__WHAT THIS TASK INVOLVES__. Extract the passage of the AI research newsletter from "The future of" to "Baseline Agent (Arxiv).", copying it word for word.

== EXERCISE PASSAGE ==

The future of DOORS: In the future, the researchers will expand the number of baselines they test on, “as well as incorporating more complicated tasks such as a broader range of doorknobs, locked doors, door knob generalization, and multi-agent scenarios”. 

Why this matters: Systems like DoorGym are an indication of the rapid maturity of research at the intersection of AI and robotics. If systems like this become standard testbeds for RL algorithms, it could ultimately lead to the creation of more intelligent and capable robot arms, which could potentially have significant effects on economic impact of robot-based automation.
   Read more: DoorGym: A Scalable Door Opening Environment And Baseline Agent (Arxiv).

####################################################

Is that a car or a spy robot? Why not both?
…Tesla S mod turns any car into a surveillance system…
An enterprising software engineer has developed a DIY computer called the ‘Surveillance Detection Scout’ that can turn any Tesla Model S or Model 3 into a roving surveillance vehicle. The mod taps into the Tesla’s dash and rearview cameras, then uses open source image recognition software to analyze license plates and faces that the Tesla sees, so the software can warn the car owner if it is being followed. “When the car is parked, it can tracky nearby faces to see which ones repeatedly appear,” Wired magazine writes. “The intent is to offer a warning that someone might be preparing to steal the car, tamper with it or break into the driver’s nearby home”. 

Why this matters: The future is rich people putting DIY software and computers into their machines, giving them enhanced cognitive capabilities relative to other people. Just wait till we optimize thrust/weight for small drones, and wealthy people start getting surrounded by literal ‘thought clouds’.
   Read more: This Tesla Mod Turns a Model S into a Mobile ‘Surveillance Station’ (Wired).

####################################################

Facebook approaches human-level performance on the tough ‘SuperGLUE’ benchmark:
…What happens when AI progress outpaces the complexity of our benchmarks?…
Recently, language AI systems have started to get really good. This is mostly due to a vast number of organizations developing language modeling approaches based on unsupervised pre-training – basically, training large language models with simple objectives on vast amounts of data. Such systems – BERT, GPT-2, ULMFiT, etc – have revolutionized parts of NLP, obtaining new state-of-the-art scores on a variety of benchmarks, and generating credibly interesting synthetic text. 

Now, researchers from Facebook have shown just how powerful these new systems are with RoBERTa, a replication of Google’s BERT system that is trained for longer with more careful hyperparameter selection. RoBERTa obtains new state-of-the-art scores on a bunch of benchmarks, including GLUE, RACE, and SQuAD. Most significantly, the researchers announced on Friday that RoBERTa was now the top entry on the ‘SuperGLUE’ language challenge. That’s significant because SuperGLUE was published this year as a significantly harder version of GLUE  – the multi-task language benchmark that preceded it. It’s notable that RoBERTa shows a 15 absolute percentage point improvement over the initial top SuperGLUE entry, and RoBERTa’s score of 84.6% is relatively close to human baselines of 89.8.

===
== EXTRACTED INFORMATION ==

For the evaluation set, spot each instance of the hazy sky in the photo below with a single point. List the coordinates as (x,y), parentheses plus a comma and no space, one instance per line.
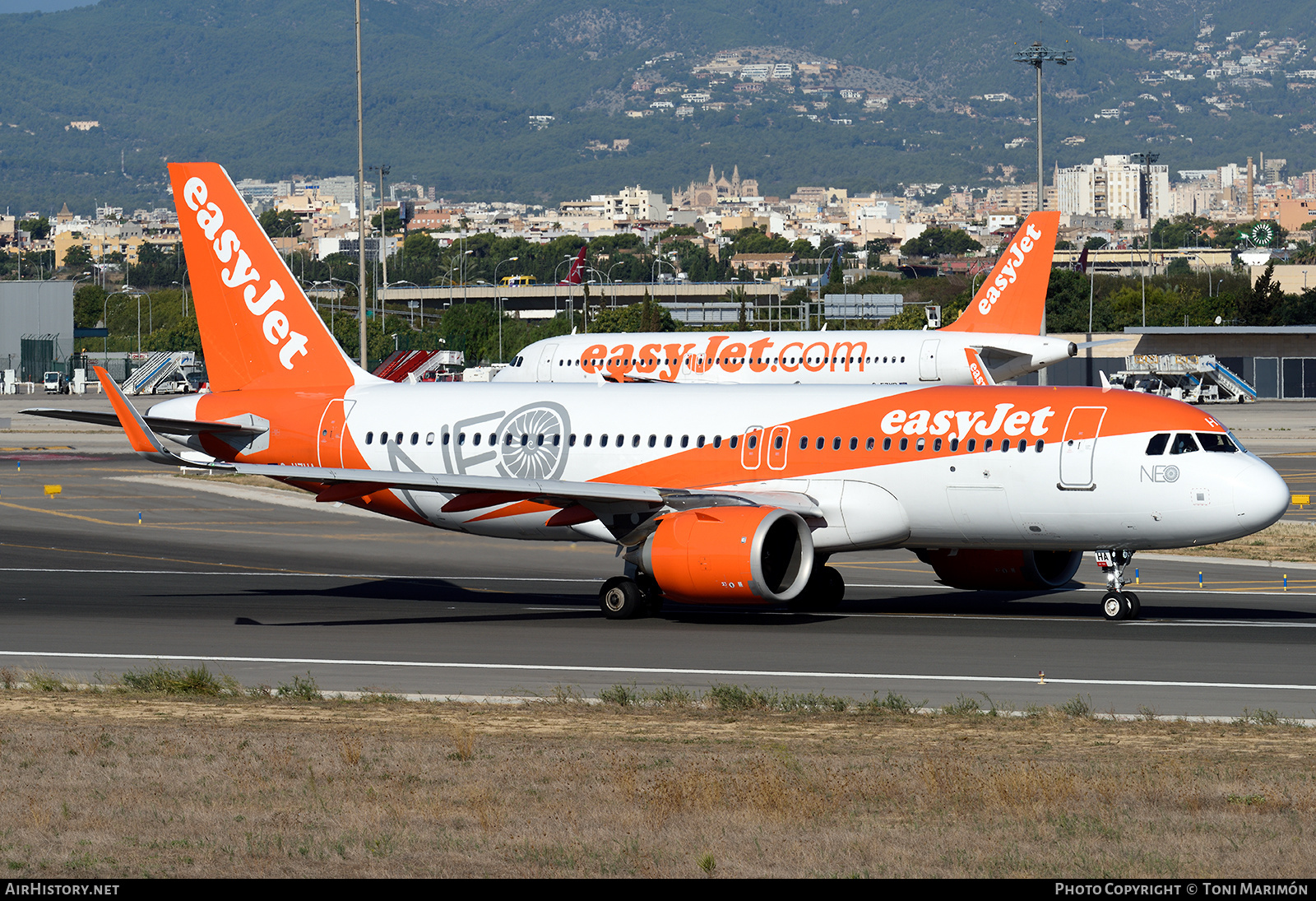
(41,6)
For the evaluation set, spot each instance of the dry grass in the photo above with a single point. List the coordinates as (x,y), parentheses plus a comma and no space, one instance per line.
(129,785)
(1285,541)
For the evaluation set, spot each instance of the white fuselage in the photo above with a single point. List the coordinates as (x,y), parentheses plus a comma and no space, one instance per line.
(1102,491)
(848,357)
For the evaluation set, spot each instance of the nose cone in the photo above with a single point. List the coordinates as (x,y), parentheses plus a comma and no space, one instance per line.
(1261,497)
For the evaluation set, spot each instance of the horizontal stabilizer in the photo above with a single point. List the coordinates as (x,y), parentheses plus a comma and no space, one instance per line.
(157,423)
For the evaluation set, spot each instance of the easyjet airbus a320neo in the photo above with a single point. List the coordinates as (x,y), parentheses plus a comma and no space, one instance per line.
(717,495)
(995,339)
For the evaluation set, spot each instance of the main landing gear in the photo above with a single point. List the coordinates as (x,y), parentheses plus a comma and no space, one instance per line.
(1118,604)
(824,590)
(623,597)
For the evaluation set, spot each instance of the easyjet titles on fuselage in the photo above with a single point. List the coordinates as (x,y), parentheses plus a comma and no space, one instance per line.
(924,422)
(665,361)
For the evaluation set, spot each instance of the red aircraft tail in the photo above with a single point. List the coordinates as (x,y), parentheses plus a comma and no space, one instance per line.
(1013,296)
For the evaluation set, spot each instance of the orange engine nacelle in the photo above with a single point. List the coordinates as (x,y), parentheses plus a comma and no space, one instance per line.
(730,555)
(1003,570)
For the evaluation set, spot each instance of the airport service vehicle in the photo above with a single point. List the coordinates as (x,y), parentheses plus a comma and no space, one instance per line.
(715,495)
(994,340)
(56,383)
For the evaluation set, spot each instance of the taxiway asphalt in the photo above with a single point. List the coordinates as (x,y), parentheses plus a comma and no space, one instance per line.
(266,585)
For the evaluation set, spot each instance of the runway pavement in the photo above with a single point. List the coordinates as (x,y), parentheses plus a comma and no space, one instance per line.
(266,585)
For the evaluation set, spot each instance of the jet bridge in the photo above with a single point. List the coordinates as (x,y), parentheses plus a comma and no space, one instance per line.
(1195,379)
(164,373)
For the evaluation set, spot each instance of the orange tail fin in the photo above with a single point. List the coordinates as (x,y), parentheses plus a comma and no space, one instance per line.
(1013,296)
(258,330)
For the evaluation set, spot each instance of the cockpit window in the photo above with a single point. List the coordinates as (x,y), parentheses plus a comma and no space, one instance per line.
(1216,443)
(1184,443)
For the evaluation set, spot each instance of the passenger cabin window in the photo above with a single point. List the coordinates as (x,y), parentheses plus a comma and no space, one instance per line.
(1216,443)
(1156,447)
(1184,444)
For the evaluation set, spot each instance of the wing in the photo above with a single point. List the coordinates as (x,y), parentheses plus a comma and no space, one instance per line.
(625,510)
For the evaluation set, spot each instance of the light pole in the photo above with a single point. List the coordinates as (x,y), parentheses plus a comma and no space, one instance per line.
(498,287)
(383,257)
(129,291)
(1035,56)
(361,199)
(565,258)
(674,273)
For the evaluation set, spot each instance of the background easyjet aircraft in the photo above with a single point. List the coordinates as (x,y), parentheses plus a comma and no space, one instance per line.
(732,495)
(995,339)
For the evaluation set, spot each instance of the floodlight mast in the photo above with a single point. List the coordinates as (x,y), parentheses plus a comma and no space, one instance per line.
(361,203)
(1035,56)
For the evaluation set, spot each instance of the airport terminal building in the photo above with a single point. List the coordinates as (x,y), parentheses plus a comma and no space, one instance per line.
(36,326)
(1278,361)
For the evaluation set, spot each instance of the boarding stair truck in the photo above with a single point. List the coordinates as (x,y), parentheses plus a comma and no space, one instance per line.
(164,372)
(1194,379)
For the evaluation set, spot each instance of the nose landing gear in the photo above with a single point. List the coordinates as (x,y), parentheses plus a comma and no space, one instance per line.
(1118,604)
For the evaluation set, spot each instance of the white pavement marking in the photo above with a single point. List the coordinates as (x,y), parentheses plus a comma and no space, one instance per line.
(1142,589)
(656,671)
(289,574)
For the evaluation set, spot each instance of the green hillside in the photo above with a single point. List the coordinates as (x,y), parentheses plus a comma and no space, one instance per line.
(267,90)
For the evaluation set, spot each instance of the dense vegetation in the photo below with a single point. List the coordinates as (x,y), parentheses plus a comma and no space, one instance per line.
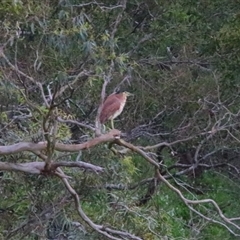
(174,172)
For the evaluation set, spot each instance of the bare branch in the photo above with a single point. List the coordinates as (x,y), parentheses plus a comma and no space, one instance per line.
(187,202)
(76,123)
(32,147)
(39,167)
(106,231)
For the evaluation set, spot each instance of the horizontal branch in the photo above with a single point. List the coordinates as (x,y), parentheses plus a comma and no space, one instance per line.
(39,167)
(33,147)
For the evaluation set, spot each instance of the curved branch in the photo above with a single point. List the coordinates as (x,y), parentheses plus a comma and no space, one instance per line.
(33,147)
(39,167)
(187,202)
(106,231)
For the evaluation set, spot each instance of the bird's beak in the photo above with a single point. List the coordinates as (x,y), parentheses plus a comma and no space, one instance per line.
(130,94)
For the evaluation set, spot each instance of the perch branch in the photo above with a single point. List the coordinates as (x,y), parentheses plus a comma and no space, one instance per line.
(33,147)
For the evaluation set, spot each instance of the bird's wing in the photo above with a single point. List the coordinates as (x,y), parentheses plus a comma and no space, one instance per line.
(110,106)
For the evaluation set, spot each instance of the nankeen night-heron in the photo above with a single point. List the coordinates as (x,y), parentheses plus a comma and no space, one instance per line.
(113,106)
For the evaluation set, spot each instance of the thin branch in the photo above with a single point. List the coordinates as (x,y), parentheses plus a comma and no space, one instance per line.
(76,123)
(179,193)
(39,167)
(106,231)
(32,147)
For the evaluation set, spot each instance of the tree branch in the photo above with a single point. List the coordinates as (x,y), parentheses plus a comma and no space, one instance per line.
(32,147)
(39,167)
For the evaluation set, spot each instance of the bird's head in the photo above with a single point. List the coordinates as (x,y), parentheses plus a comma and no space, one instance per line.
(127,94)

===

__ANSWER TO THIS PROBLEM__.
The future of DOORS: In the future, the researchers will expand the number of baselines they test on, “as well as incorporating more complicated tasks such as a broader range of doorknobs, locked doors, door knob generalization, and multi-agent scenarios”. 

Why this matters: Systems like DoorGym are an indication of the rapid maturity of research at the intersection of AI and robotics. If systems like this become standard testbeds for RL algorithms, it could ultimately lead to the creation of more intelligent and capable robot arms, which could potentially have significant effects on economic impact of robot-based automation.
   Read more: DoorGym: A Scalable Door Opening Environment And Baseline Agent (Arxiv).